### WHAT THIS TASK INVOLVES
Every entry that follows needs to be repeated exactly.

====

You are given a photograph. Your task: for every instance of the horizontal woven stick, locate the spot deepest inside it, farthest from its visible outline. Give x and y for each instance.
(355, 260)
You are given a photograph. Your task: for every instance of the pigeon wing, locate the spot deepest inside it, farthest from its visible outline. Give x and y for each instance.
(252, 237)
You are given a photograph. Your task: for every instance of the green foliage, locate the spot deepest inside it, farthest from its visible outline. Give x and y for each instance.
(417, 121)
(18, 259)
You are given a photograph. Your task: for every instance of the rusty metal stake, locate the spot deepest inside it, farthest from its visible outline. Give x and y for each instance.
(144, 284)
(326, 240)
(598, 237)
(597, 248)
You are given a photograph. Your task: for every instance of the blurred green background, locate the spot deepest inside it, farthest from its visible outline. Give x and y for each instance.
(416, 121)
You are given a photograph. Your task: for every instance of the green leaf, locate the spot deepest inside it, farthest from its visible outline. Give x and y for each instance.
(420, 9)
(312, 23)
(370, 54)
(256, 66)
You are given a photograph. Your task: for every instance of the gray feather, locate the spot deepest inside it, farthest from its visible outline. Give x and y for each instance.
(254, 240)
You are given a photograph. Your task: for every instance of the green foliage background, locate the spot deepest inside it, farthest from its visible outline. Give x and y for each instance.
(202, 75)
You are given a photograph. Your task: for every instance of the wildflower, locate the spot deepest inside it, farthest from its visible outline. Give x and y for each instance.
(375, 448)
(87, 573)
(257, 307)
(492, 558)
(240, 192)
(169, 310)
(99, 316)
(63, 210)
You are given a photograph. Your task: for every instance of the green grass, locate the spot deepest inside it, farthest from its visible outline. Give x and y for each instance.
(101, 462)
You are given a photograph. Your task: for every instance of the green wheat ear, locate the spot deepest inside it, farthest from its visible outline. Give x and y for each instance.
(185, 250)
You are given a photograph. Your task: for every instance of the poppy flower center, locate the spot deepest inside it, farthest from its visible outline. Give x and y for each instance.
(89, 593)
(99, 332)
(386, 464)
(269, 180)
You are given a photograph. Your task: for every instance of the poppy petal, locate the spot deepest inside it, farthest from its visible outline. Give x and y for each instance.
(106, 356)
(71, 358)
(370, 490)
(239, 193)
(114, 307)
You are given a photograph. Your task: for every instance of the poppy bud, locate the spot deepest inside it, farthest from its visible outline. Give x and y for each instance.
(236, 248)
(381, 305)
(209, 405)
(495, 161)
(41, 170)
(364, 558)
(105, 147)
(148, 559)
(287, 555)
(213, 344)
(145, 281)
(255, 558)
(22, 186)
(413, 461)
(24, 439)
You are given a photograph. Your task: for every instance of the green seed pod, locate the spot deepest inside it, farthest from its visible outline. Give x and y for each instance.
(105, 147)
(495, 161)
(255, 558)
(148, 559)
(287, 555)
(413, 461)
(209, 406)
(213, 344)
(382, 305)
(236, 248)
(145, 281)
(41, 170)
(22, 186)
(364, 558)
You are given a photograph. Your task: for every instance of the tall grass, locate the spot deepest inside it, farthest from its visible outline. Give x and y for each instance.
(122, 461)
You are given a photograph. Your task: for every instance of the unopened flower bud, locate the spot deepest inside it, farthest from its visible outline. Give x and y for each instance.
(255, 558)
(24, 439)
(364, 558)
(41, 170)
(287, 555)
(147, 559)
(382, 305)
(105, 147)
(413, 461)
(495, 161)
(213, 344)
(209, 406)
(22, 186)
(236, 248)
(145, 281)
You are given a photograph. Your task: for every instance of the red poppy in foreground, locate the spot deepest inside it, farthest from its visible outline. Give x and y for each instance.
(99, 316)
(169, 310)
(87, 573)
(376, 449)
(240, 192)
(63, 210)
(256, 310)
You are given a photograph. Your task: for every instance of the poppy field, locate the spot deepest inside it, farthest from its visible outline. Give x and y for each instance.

====

### RESULT FOR THIS TASK
You are given a photograph. Your task: for every instance of the horizontal woven stick, locate the spot deepest inside it, farthest from its visible outline. Give x and y for each instance.
(355, 260)
You are given a photograph. Your task: for every instance of the pigeon wing, locate the spot deepest inside it, farthest from its visible outline. Give x and y for each instance.
(252, 237)
You are given a photograph. Your task: for every instance of the green foliage, locate the spot deepest inside it, farthest from its visible outline. Give x and y for each instance.
(417, 121)
(18, 259)
You are given a photograph. Your task: for every instance of the rusty metal stake, locate the spot deepest inside it, farthest from its visible outline. Give x and y for each instance.
(144, 284)
(326, 240)
(598, 237)
(597, 248)
You are given a photograph. Your task: for every instance of the blurred green background, locate the spot deepest inside it, farthest from its visible outline. Give x and y for each instance.
(416, 121)
You are given a photograph. Your task: for every instance of the green leaf, locate the spot deepest inside it, farthest from its visible outline. Give x and y for each instance.
(420, 9)
(312, 23)
(370, 54)
(256, 66)
You are given a photograph. Your task: for every instance of the gray feather, locate the spot deepest inside it, farthest from its visible outline. Give x and y for each instance.
(254, 240)
You are given a photograph. Your task: for every instance of the green foliage background, locate the spot deepest inside it, farthest from its visible outline. Give x and y for each instance.
(202, 75)
You are given a photograph. Your task: for every instance of the wildflower, locate the spot deepest inside it, farthest from its visible outline. Give x and y for each instance.
(375, 448)
(87, 573)
(257, 307)
(492, 558)
(240, 192)
(169, 310)
(99, 316)
(63, 210)
You are given a photograph. Your task: for every instance of the green grass, locate the spot deepest inside it, farthest from its visible outline. Give x and y for each instance.
(101, 462)
You are given a photograph. Your task: for every instance of the green wheat ear, locate the spot deepest inside it, farthest from its visible outline. Give x and y for each instance.
(185, 250)
You are given a photograph. Your task: for every instance of the poppy flower center, locate the spot deepest inside it, farthest from its visible outline. Give x and y for each instance.
(89, 593)
(99, 332)
(386, 464)
(269, 180)
You are given a photograph. Your task: for every instance of the poppy petal, locate the spot deepest inside it, farthest from its visible outline. Give x and y for each instance.
(106, 356)
(71, 358)
(370, 490)
(239, 193)
(114, 307)
You are given a photograph. Your task: for every instance of the poppy bud, locate the spot deepest inside it, farthest from its visible outline. Give x and y for each instance.
(236, 248)
(381, 305)
(209, 405)
(495, 161)
(41, 170)
(364, 558)
(105, 147)
(148, 559)
(287, 555)
(213, 344)
(145, 281)
(255, 558)
(22, 186)
(413, 461)
(24, 439)
You are given a photograph. Your task: for every instance of the green seed pod, locate the spot deepest inside it, farthest from its visible outline. Give x and y for each instance.
(105, 147)
(495, 161)
(255, 558)
(148, 559)
(287, 555)
(413, 461)
(209, 406)
(213, 344)
(382, 305)
(236, 248)
(145, 281)
(41, 170)
(22, 186)
(364, 558)
You are given a photograph. Your task: for every instance of the tall grass, locate the spot deepest inside it, farthest from its visible outline. Give x and y for each instance.
(122, 461)
You are given a photograph. Your task: for every instance of the unopened flower bud, locate the spot deepest inside it, farthest from its visible outline. Give x and y for each instance.
(255, 558)
(24, 439)
(364, 558)
(41, 170)
(287, 555)
(147, 559)
(382, 305)
(105, 147)
(413, 461)
(495, 161)
(213, 344)
(209, 406)
(22, 186)
(236, 248)
(145, 281)
You are given a photograph. Your task: for every instance of the red poppy in foreground, locate the spot deepest inside it, farthest from its visible outline. Give x and y for each instance.
(99, 316)
(169, 310)
(87, 573)
(376, 449)
(240, 192)
(63, 210)
(256, 310)
You are given a photograph. Your task: for every instance of the poppy field, locate the spot deepest inside it, farthest from its visible outline. Give x and y for each instance.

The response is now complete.